─── Data shown

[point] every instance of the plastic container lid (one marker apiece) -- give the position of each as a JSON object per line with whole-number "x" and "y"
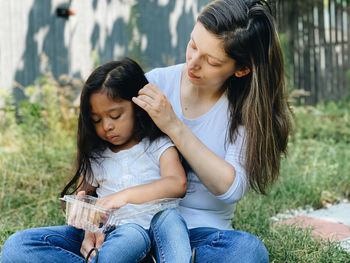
{"x": 81, "y": 212}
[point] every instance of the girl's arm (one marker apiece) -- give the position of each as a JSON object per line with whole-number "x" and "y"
{"x": 172, "y": 184}
{"x": 214, "y": 172}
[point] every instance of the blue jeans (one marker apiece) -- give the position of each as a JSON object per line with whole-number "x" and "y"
{"x": 211, "y": 244}
{"x": 127, "y": 243}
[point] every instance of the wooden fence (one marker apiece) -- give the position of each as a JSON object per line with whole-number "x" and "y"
{"x": 316, "y": 36}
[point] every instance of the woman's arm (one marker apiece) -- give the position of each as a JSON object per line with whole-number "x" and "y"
{"x": 214, "y": 172}
{"x": 172, "y": 184}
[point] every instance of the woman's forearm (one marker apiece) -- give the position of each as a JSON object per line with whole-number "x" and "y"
{"x": 214, "y": 172}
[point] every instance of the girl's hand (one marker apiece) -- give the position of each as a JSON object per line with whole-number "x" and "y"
{"x": 112, "y": 201}
{"x": 75, "y": 213}
{"x": 90, "y": 241}
{"x": 154, "y": 102}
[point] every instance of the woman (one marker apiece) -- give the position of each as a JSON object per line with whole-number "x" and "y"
{"x": 226, "y": 111}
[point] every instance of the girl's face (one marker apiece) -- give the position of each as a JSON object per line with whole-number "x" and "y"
{"x": 207, "y": 62}
{"x": 113, "y": 121}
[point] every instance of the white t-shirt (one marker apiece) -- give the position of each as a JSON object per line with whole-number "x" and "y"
{"x": 200, "y": 208}
{"x": 134, "y": 166}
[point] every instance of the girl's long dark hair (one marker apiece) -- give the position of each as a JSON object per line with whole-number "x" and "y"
{"x": 258, "y": 100}
{"x": 118, "y": 80}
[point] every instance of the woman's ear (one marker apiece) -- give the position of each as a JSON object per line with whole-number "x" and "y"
{"x": 242, "y": 72}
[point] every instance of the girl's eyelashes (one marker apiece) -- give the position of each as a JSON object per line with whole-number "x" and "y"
{"x": 95, "y": 121}
{"x": 213, "y": 63}
{"x": 115, "y": 117}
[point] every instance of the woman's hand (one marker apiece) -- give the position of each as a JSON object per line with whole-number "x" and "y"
{"x": 154, "y": 102}
{"x": 112, "y": 201}
{"x": 90, "y": 241}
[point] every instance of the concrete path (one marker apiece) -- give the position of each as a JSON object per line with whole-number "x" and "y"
{"x": 331, "y": 223}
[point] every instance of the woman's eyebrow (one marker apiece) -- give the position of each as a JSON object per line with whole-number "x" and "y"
{"x": 116, "y": 108}
{"x": 214, "y": 57}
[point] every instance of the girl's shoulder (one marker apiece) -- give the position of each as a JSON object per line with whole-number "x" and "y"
{"x": 157, "y": 147}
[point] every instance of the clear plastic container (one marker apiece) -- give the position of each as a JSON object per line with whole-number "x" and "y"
{"x": 81, "y": 212}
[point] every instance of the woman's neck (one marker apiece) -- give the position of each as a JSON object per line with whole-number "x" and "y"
{"x": 196, "y": 100}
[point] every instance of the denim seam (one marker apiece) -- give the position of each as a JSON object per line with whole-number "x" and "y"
{"x": 157, "y": 238}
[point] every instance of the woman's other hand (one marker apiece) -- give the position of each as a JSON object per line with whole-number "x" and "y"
{"x": 154, "y": 102}
{"x": 112, "y": 201}
{"x": 90, "y": 241}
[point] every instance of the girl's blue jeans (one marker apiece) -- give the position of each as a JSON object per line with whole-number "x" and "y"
{"x": 167, "y": 238}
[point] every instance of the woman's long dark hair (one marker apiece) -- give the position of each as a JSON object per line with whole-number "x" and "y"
{"x": 258, "y": 100}
{"x": 118, "y": 80}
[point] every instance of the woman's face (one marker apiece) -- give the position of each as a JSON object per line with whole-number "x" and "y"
{"x": 113, "y": 120}
{"x": 207, "y": 62}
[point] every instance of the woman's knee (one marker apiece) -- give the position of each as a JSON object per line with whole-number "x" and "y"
{"x": 14, "y": 248}
{"x": 168, "y": 217}
{"x": 133, "y": 232}
{"x": 246, "y": 246}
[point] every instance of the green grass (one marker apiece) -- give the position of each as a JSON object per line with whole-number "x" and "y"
{"x": 37, "y": 151}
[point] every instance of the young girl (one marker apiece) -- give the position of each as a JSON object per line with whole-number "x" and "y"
{"x": 123, "y": 158}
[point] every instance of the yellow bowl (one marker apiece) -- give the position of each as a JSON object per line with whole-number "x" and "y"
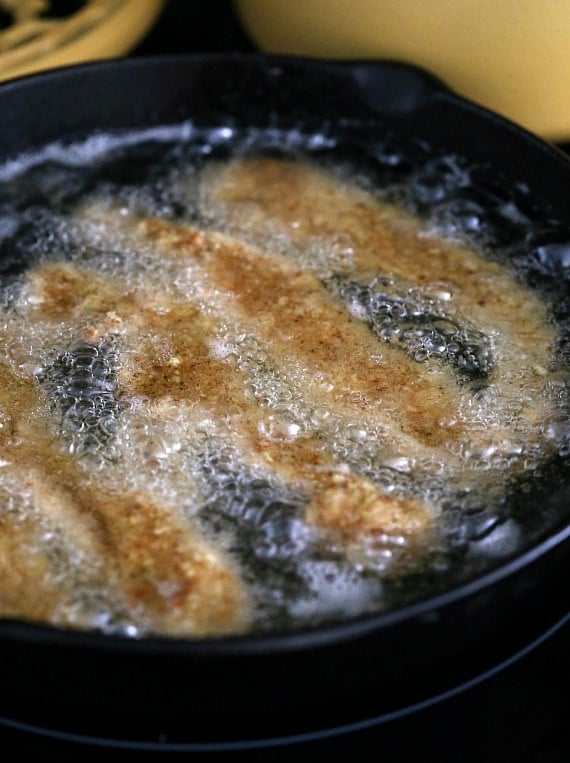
{"x": 512, "y": 56}
{"x": 100, "y": 29}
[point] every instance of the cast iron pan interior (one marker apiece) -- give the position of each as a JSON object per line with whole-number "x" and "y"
{"x": 159, "y": 691}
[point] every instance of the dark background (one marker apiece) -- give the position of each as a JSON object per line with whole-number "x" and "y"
{"x": 520, "y": 715}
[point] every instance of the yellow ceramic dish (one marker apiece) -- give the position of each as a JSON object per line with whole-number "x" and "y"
{"x": 512, "y": 56}
{"x": 98, "y": 29}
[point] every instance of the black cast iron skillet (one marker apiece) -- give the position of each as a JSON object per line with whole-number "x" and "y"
{"x": 231, "y": 691}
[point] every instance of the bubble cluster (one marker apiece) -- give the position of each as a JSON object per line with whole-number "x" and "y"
{"x": 193, "y": 462}
{"x": 81, "y": 385}
{"x": 418, "y": 324}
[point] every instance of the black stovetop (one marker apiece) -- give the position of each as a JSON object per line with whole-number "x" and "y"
{"x": 519, "y": 714}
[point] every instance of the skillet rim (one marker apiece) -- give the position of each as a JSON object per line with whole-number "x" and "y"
{"x": 431, "y": 88}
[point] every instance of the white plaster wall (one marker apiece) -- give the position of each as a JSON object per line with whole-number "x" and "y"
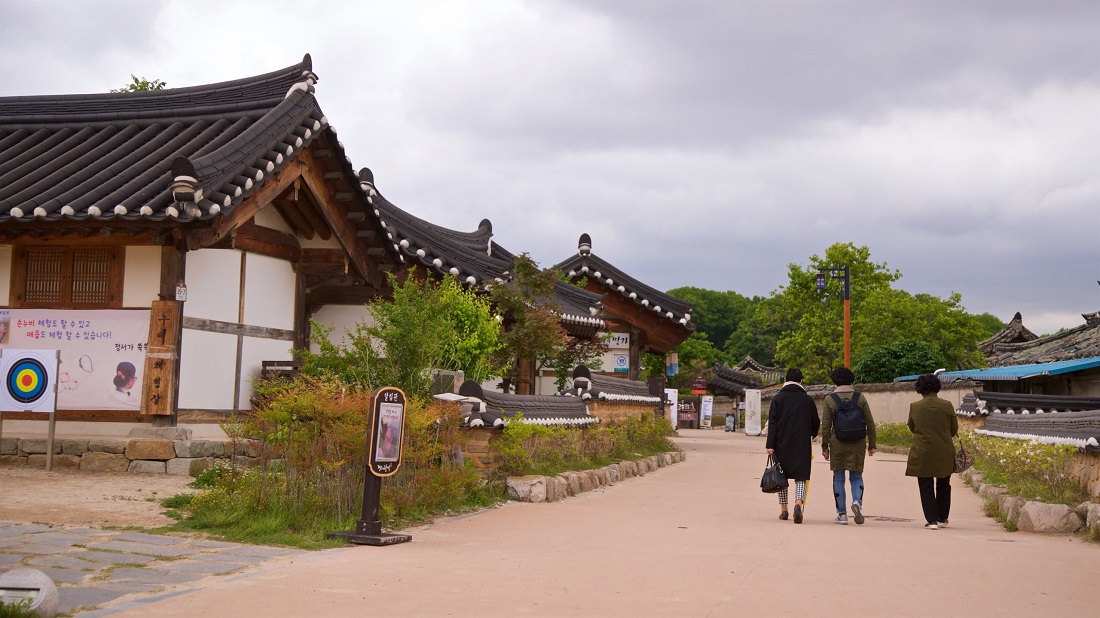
{"x": 253, "y": 352}
{"x": 142, "y": 279}
{"x": 207, "y": 370}
{"x": 213, "y": 284}
{"x": 342, "y": 318}
{"x": 6, "y": 275}
{"x": 270, "y": 218}
{"x": 268, "y": 291}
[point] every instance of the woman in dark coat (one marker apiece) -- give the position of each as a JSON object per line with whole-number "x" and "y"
{"x": 932, "y": 456}
{"x": 792, "y": 425}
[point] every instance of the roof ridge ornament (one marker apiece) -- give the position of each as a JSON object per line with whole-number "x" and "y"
{"x": 584, "y": 246}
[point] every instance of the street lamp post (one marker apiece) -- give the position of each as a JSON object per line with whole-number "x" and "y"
{"x": 844, "y": 274}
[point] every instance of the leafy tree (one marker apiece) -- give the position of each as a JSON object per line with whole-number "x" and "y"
{"x": 715, "y": 313}
{"x": 757, "y": 333}
{"x": 141, "y": 85}
{"x": 904, "y": 356}
{"x": 429, "y": 323}
{"x": 695, "y": 355}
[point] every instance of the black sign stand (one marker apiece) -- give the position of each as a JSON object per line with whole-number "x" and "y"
{"x": 386, "y": 427}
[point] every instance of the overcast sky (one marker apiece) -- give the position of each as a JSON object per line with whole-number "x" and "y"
{"x": 703, "y": 144}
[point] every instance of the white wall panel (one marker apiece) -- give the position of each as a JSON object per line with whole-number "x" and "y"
{"x": 268, "y": 291}
{"x": 207, "y": 370}
{"x": 342, "y": 318}
{"x": 213, "y": 284}
{"x": 6, "y": 275}
{"x": 142, "y": 279}
{"x": 253, "y": 352}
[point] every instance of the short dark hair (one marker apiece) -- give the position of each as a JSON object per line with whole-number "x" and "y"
{"x": 842, "y": 376}
{"x": 927, "y": 384}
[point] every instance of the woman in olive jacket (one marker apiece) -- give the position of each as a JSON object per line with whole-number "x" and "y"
{"x": 932, "y": 456}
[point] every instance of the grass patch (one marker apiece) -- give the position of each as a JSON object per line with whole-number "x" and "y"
{"x": 893, "y": 434}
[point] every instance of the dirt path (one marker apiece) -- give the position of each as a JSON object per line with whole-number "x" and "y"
{"x": 85, "y": 498}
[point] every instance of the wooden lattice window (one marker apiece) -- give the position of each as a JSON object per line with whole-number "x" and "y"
{"x": 67, "y": 277}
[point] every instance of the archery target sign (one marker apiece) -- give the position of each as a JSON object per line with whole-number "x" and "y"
{"x": 30, "y": 381}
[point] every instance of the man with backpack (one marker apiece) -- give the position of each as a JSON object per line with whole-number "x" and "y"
{"x": 847, "y": 432}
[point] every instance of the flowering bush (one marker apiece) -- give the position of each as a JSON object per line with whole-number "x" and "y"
{"x": 1027, "y": 468}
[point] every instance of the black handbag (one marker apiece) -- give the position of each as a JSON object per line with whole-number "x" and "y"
{"x": 772, "y": 479}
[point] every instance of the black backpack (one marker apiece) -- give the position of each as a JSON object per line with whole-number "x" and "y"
{"x": 849, "y": 426}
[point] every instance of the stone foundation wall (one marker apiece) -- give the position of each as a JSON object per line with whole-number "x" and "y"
{"x": 146, "y": 450}
{"x": 552, "y": 488}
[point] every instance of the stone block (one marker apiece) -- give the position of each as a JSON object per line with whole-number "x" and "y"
{"x": 199, "y": 449}
{"x": 98, "y": 461}
{"x": 13, "y": 461}
{"x": 572, "y": 482}
{"x": 1092, "y": 516}
{"x": 161, "y": 433}
{"x": 527, "y": 488}
{"x": 107, "y": 445}
{"x": 188, "y": 466}
{"x": 73, "y": 447}
{"x": 150, "y": 449}
{"x": 1041, "y": 517}
{"x": 613, "y": 473}
{"x": 37, "y": 445}
{"x": 67, "y": 462}
{"x": 1010, "y": 506}
{"x": 557, "y": 488}
{"x": 628, "y": 468}
{"x": 147, "y": 466}
{"x": 990, "y": 492}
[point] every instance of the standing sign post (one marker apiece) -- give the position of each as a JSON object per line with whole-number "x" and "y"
{"x": 386, "y": 425}
{"x": 30, "y": 385}
{"x": 752, "y": 411}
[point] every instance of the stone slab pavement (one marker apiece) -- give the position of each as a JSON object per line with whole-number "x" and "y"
{"x": 692, "y": 539}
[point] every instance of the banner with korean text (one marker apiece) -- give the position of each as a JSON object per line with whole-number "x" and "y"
{"x": 102, "y": 352}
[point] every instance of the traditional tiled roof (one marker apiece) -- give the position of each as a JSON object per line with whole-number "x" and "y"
{"x": 1013, "y": 332}
{"x": 174, "y": 155}
{"x": 473, "y": 257}
{"x": 1080, "y": 342}
{"x": 492, "y": 409}
{"x": 724, "y": 378}
{"x": 585, "y": 264}
{"x": 1080, "y": 429}
{"x": 985, "y": 403}
{"x": 587, "y": 385}
{"x": 768, "y": 375}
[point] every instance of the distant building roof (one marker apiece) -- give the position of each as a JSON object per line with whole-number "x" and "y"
{"x": 1013, "y": 373}
{"x": 1013, "y": 332}
{"x": 1080, "y": 342}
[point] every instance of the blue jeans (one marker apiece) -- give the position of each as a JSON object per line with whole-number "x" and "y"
{"x": 857, "y": 488}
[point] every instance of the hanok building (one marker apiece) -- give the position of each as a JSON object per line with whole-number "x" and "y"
{"x": 640, "y": 319}
{"x": 167, "y": 242}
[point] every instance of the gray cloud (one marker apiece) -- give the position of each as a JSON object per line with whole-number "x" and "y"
{"x": 701, "y": 143}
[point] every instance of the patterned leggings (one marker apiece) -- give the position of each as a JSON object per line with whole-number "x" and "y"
{"x": 800, "y": 493}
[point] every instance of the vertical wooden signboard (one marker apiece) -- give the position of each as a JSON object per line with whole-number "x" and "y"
{"x": 384, "y": 447}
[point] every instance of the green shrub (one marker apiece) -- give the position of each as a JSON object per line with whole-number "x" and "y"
{"x": 893, "y": 434}
{"x": 534, "y": 449}
{"x": 1027, "y": 468}
{"x": 311, "y": 438}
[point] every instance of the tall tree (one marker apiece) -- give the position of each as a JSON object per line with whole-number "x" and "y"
{"x": 141, "y": 85}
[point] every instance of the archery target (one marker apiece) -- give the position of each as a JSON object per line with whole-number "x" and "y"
{"x": 30, "y": 381}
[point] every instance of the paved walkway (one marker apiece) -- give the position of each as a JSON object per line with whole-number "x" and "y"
{"x": 693, "y": 539}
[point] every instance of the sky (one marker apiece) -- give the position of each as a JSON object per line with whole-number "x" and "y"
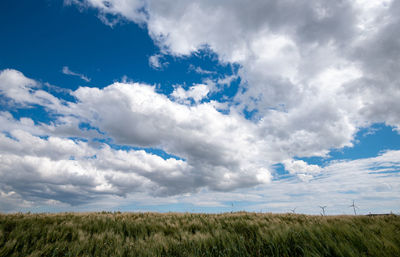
{"x": 200, "y": 106}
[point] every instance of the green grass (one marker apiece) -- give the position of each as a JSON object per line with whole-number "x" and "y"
{"x": 176, "y": 234}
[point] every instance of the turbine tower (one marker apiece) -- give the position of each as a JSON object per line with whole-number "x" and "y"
{"x": 354, "y": 208}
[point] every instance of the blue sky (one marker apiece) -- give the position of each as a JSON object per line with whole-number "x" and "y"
{"x": 199, "y": 106}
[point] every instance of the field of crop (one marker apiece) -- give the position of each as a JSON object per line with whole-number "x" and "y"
{"x": 180, "y": 234}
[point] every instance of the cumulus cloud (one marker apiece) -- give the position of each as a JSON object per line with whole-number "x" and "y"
{"x": 286, "y": 48}
{"x": 312, "y": 74}
{"x": 219, "y": 151}
{"x": 67, "y": 71}
{"x": 156, "y": 62}
{"x": 196, "y": 92}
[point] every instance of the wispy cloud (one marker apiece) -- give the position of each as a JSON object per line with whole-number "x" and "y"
{"x": 67, "y": 71}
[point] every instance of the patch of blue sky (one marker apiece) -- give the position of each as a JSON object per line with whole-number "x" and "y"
{"x": 85, "y": 45}
{"x": 35, "y": 112}
{"x": 369, "y": 142}
{"x": 156, "y": 151}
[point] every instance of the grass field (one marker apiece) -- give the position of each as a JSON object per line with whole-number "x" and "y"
{"x": 180, "y": 234}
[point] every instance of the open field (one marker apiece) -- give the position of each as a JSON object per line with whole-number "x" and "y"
{"x": 180, "y": 234}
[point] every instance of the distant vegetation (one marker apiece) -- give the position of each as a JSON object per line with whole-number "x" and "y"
{"x": 176, "y": 234}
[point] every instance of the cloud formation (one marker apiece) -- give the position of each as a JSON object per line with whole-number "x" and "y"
{"x": 67, "y": 71}
{"x": 312, "y": 74}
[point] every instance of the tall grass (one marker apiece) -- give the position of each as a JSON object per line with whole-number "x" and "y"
{"x": 177, "y": 234}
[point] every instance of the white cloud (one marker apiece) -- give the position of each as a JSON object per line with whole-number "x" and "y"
{"x": 300, "y": 168}
{"x": 155, "y": 61}
{"x": 67, "y": 71}
{"x": 313, "y": 72}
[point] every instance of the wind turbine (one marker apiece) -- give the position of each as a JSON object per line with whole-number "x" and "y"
{"x": 323, "y": 209}
{"x": 354, "y": 208}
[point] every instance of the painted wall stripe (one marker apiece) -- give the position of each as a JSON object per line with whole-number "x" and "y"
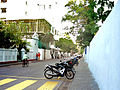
{"x": 50, "y": 85}
{"x": 22, "y": 85}
{"x": 7, "y": 80}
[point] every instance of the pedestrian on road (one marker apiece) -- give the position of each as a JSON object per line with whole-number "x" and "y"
{"x": 38, "y": 56}
{"x": 24, "y": 60}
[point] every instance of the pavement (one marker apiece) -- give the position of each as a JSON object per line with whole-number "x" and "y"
{"x": 83, "y": 79}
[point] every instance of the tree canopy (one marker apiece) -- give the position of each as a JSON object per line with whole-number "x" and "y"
{"x": 85, "y": 16}
{"x": 66, "y": 45}
{"x": 11, "y": 35}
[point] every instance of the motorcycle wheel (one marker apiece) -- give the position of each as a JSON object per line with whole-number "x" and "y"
{"x": 69, "y": 74}
{"x": 46, "y": 72}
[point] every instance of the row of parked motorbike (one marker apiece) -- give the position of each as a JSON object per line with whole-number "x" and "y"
{"x": 63, "y": 68}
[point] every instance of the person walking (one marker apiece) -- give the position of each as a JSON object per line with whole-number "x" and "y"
{"x": 38, "y": 56}
{"x": 24, "y": 60}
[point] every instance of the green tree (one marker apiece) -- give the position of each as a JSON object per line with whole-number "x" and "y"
{"x": 66, "y": 45}
{"x": 45, "y": 39}
{"x": 85, "y": 19}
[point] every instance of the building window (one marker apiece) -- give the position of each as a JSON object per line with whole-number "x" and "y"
{"x": 3, "y": 10}
{"x": 3, "y": 1}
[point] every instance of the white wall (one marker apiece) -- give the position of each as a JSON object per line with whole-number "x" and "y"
{"x": 104, "y": 54}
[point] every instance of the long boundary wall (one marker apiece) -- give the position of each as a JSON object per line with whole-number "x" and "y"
{"x": 104, "y": 52}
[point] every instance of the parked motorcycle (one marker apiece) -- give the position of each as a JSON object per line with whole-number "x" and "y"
{"x": 59, "y": 69}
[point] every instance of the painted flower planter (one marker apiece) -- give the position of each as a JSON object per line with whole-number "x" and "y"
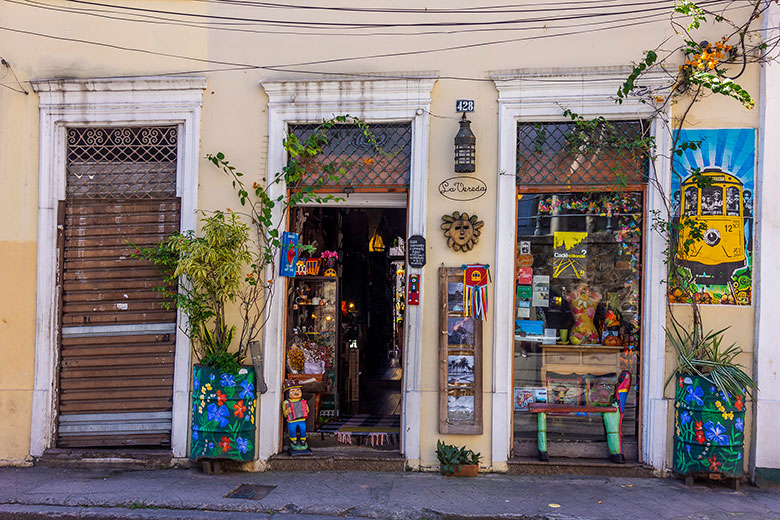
{"x": 223, "y": 414}
{"x": 709, "y": 430}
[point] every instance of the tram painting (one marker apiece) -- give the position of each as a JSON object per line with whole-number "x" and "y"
{"x": 716, "y": 267}
{"x": 718, "y": 206}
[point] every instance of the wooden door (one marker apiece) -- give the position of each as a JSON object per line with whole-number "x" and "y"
{"x": 117, "y": 341}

──────

▸ **Task prompt**: What is needed is an exact repetition of every line from the line with "[point] every instance of the white wall (one" to the end of the data above, both ends included, with no pictures.

▸ **Written response**:
[point] every instance of the white wall (one marker apiece) -- give the position of each as a JSON object per line with whole-number "x" and "y"
{"x": 104, "y": 54}
[point] every instance of the long boundary wall (one marker apiece) -- give the position of each as a JSON object per line with whole-number "x" and "y"
{"x": 104, "y": 52}
[point] every instance of the parked motorcycle (one marker apiece) -- give the position of each as a JSON object per line with whole-number "x" and "y"
{"x": 59, "y": 69}
[point] every instance of the painted flower planter (one marker apiece) -- give the position of each as a JSON object per line with whole-number "x" and "y"
{"x": 223, "y": 414}
{"x": 709, "y": 430}
[point] every instance of the tram painting (one marker apiece) -- give the position of each as a JSON object per line with whole-number "x" and "y"
{"x": 716, "y": 267}
{"x": 718, "y": 206}
[point] every instance of the wooden door (one marker apiece) -- give the position of each as a JSON object per line with whole-number "x" and "y"
{"x": 117, "y": 341}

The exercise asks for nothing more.